[start of Data for the task]

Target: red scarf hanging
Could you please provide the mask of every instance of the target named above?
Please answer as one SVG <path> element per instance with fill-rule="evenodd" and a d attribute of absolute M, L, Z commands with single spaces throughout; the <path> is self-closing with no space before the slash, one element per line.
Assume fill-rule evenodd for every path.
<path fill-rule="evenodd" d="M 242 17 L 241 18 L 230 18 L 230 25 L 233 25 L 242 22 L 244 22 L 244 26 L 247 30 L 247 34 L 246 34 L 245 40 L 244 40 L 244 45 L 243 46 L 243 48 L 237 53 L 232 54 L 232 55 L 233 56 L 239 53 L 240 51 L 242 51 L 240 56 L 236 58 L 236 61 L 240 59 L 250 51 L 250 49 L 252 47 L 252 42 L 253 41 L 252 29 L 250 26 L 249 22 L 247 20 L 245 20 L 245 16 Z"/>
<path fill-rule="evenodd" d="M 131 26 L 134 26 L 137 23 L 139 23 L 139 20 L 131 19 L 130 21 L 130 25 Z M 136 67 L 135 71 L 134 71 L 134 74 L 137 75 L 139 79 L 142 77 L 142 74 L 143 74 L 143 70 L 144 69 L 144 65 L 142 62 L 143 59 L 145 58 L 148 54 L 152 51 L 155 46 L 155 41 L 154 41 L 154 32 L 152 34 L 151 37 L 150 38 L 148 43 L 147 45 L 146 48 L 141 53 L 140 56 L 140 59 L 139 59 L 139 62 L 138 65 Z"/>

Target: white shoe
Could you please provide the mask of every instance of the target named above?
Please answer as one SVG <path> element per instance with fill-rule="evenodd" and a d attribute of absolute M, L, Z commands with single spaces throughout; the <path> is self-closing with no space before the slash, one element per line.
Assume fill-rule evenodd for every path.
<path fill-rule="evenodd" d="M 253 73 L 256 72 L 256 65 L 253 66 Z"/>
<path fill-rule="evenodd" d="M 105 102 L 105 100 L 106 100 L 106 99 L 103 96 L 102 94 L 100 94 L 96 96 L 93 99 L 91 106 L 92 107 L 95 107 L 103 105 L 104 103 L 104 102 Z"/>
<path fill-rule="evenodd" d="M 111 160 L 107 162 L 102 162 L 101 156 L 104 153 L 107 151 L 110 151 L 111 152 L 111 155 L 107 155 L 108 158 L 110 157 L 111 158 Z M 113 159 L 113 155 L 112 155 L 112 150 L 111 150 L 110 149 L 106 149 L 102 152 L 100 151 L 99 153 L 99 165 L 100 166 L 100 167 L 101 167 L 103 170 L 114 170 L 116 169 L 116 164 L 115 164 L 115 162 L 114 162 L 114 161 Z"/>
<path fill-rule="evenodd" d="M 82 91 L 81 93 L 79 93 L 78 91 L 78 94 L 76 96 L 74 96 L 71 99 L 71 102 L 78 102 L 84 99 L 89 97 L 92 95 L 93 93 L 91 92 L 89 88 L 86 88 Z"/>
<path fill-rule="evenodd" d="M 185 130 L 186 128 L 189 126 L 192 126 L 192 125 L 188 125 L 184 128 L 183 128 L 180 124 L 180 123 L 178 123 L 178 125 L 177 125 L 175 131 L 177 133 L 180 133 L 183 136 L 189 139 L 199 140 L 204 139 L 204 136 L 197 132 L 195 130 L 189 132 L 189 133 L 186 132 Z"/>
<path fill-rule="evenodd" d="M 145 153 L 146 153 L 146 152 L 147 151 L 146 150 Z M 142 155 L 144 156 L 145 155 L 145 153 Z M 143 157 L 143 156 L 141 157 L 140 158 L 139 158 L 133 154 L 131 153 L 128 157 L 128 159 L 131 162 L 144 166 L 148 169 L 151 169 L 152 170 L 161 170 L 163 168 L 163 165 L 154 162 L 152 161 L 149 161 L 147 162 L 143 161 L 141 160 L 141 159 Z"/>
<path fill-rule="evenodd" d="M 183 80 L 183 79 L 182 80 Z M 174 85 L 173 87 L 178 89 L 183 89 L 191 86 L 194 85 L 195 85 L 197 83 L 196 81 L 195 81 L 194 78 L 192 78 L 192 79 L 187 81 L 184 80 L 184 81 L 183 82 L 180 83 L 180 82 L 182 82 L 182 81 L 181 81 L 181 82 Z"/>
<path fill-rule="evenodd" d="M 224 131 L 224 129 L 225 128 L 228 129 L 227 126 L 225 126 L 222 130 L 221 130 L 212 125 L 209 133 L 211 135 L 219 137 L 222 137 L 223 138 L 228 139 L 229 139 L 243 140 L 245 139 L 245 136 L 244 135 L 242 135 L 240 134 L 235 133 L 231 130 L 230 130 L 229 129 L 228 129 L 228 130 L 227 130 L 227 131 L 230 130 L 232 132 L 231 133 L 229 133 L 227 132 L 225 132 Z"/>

[end of Data for the task]

Arrange every line of the items above as a Markdown table with the columns "Row" and "Line," numbering the rows in order and leaving out blank lines.

Right answer:
| Row | Line |
|---|---|
| 1 | Target: red scarf hanging |
| 2 | Could you please provide the mask of every instance of the target named above? |
| 3 | Please answer as one SVG <path> element per instance with fill-rule="evenodd" and a d attribute of absolute M, L, Z commands with single spaces throughout; the <path> is self-closing with no space before the slash, one element per line. |
| 4 | Assume fill-rule evenodd for every path. |
| 5 | <path fill-rule="evenodd" d="M 242 17 L 241 18 L 230 18 L 230 25 L 233 25 L 242 22 L 244 22 L 244 26 L 247 30 L 247 34 L 246 34 L 245 40 L 244 40 L 244 45 L 243 46 L 243 48 L 237 53 L 232 54 L 232 55 L 233 56 L 239 53 L 240 51 L 242 51 L 240 56 L 236 58 L 236 61 L 240 59 L 250 51 L 250 49 L 252 47 L 252 42 L 253 41 L 252 29 L 250 26 L 249 22 L 247 20 L 245 20 L 245 16 Z"/> |
| 6 | <path fill-rule="evenodd" d="M 131 26 L 134 26 L 137 23 L 139 23 L 139 20 L 131 19 L 130 21 L 130 25 Z M 136 67 L 135 71 L 134 71 L 134 74 L 137 75 L 139 79 L 142 77 L 142 74 L 143 74 L 143 70 L 144 69 L 144 65 L 142 62 L 143 59 L 145 58 L 148 54 L 152 51 L 155 46 L 155 41 L 154 41 L 154 32 L 152 34 L 151 37 L 150 38 L 148 43 L 147 45 L 146 48 L 141 53 L 140 56 L 140 59 L 139 59 L 139 62 L 138 65 Z"/> |
| 7 | Target: white shoe |
| 8 | Could you please provide the mask of every instance of the target named above? |
| 9 | Please answer as one SVG <path> element per instance with fill-rule="evenodd" and a d attribute of absolute M, L, Z commands with single spaces throughout; the <path> is self-closing with no space before the slash, one element per line. |
| 10 | Assume fill-rule evenodd for every path. |
| 11 | <path fill-rule="evenodd" d="M 253 73 L 256 72 L 256 65 L 253 66 Z"/> |
| 12 | <path fill-rule="evenodd" d="M 105 102 L 105 100 L 106 100 L 106 99 L 103 96 L 102 94 L 100 94 L 96 96 L 93 99 L 91 106 L 92 107 L 95 107 L 103 105 L 104 103 L 104 102 Z"/> |
| 13 | <path fill-rule="evenodd" d="M 111 160 L 107 162 L 102 162 L 101 156 L 104 153 L 107 151 L 110 151 L 111 152 L 111 155 L 107 155 L 108 158 L 110 157 L 111 158 Z M 113 159 L 113 155 L 112 155 L 112 150 L 111 150 L 110 149 L 106 149 L 102 152 L 100 151 L 99 153 L 99 165 L 100 166 L 100 167 L 101 167 L 103 170 L 114 170 L 116 169 L 116 164 L 115 164 L 115 162 L 114 162 L 114 161 Z"/> |
| 14 | <path fill-rule="evenodd" d="M 82 91 L 81 93 L 79 93 L 78 91 L 78 94 L 76 96 L 74 96 L 71 99 L 71 102 L 78 102 L 84 99 L 89 97 L 92 95 L 93 93 L 91 92 L 89 88 L 86 88 Z"/> |
| 15 | <path fill-rule="evenodd" d="M 185 130 L 186 128 L 189 126 L 192 126 L 192 125 L 188 125 L 184 128 L 183 128 L 180 124 L 180 123 L 178 123 L 178 125 L 177 125 L 175 131 L 177 133 L 180 133 L 183 136 L 189 139 L 199 140 L 204 139 L 204 136 L 197 132 L 195 130 L 189 132 L 189 133 L 186 132 Z"/> |
| 16 | <path fill-rule="evenodd" d="M 145 153 L 146 153 L 146 152 L 147 151 L 146 150 Z M 142 155 L 144 156 L 145 155 L 145 153 Z M 143 157 L 143 156 L 141 157 L 140 158 L 139 158 L 133 154 L 131 153 L 128 157 L 128 159 L 131 162 L 144 166 L 148 169 L 151 169 L 152 170 L 161 170 L 163 168 L 163 165 L 154 162 L 152 161 L 149 161 L 147 162 L 143 161 L 141 160 L 141 159 Z"/> |
| 17 | <path fill-rule="evenodd" d="M 183 80 L 183 79 L 182 80 Z M 174 85 L 173 87 L 178 89 L 183 89 L 191 86 L 194 85 L 195 85 L 197 83 L 196 81 L 195 81 L 194 78 L 192 78 L 192 79 L 187 81 L 184 80 L 184 81 L 183 82 L 180 83 L 180 82 L 182 82 L 182 81 L 181 81 L 181 82 Z"/> |
| 18 | <path fill-rule="evenodd" d="M 224 131 L 224 129 L 225 128 L 228 129 L 227 126 L 225 126 L 222 130 L 221 130 L 212 125 L 209 133 L 211 135 L 219 137 L 222 137 L 223 138 L 228 139 L 229 139 L 243 140 L 245 139 L 245 136 L 244 135 L 242 135 L 240 134 L 235 133 L 231 130 L 230 130 L 229 129 L 228 129 L 228 130 L 227 130 L 227 131 L 230 130 L 232 132 L 231 133 L 229 133 L 227 132 L 225 132 Z"/> |